**DOCUMENT SEGMENT**:

For five seasons of Fox's hit television show 24, lead character Jack Bauer and his colleagues at the Counter Terrorist Unit have struggled to protect the United States from threats ranging from bioterrorism to nuclear attack. This makes for great entertainment, but it also reflects real threats we face in the world today.
The plotline for the 2006 season of 24 focused largely on a terrorist threat involving a chemical nerve agent. While not considered as high-impact as a nuclear device or biological agent, a chemical nerve agent is a much more probable weapon of choice for terrorists in the real world.
Unlike nuclear and biological weapons, chemical nerve agents are relatively easy and inexpensive to produce and deploy. These poisons, which include organophosphorous insecticides such as malathion, parathion and diazinon, are readily available in our communities and travel via road and rail through our cities every day.
Chemical nerve agents have already been used in terrorist attacks. In 1995, members of the Japanese cult Aum Shinrikyo released the nerve agent sarin into a Tokyo subway, killing 12 and injuring 5,500. The year before, members of the same cult released sarin into an apartment building in Matsumoto, killing seven and injuring more than 200.

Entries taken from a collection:
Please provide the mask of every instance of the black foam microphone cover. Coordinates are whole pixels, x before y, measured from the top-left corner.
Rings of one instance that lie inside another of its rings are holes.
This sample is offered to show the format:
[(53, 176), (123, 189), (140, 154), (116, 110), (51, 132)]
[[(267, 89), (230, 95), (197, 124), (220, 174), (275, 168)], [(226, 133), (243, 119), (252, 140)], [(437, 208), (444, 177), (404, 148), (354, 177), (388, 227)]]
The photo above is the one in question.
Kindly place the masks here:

**ASSIGNMENT**: Carry on the text about chemical nerve agents as a terrorist threat, starting right after its last sentence.

**ANSWER**:
A 2004 Homeland Security Council report outlined a terrorist attack scenario in which a chemical nerve agent released in three large office buildings could kill 95% of the occupants, the equivalent of nearly 6,000 people. The report estimated that first responders would arrive on scene in 10-15 minutes-a response likely to be too little, too late, given the rapidity of nerve agent poisoning symptom onset and the logistical challenges of providing immediate medical assistance to large numbers of victims.
In the event of a chemical nerve agent attack in an enclosed area (e.g., a public transit system, indoor stadium or office building), individuals who have been poisoned may have only minutes to receive an antidote. Emergency responders in the U.S. have access to auto-injectors that contain the antidotes for chemical nerve agent poisoning. The problem is that in many cities, responders may have only enough antidotes to treat themselves and will not be able to obtain more to treat victims in time.
The Hurricane Katrina disaster underscored that local emergency responders must be prepared to manage a disaster for 24-72 hours before federal assistance arrives. Unfortunately, most state and local emergency management agencies do not have standardized protocols to guide their responses to a chemical nerve agent attack. Most are depending on federal government stockpiles of antidotes, but those caches will not be immediately available and may not be delivered for 12 or more hours. And most do not contain adequate supplies of infant and pediatric dosages.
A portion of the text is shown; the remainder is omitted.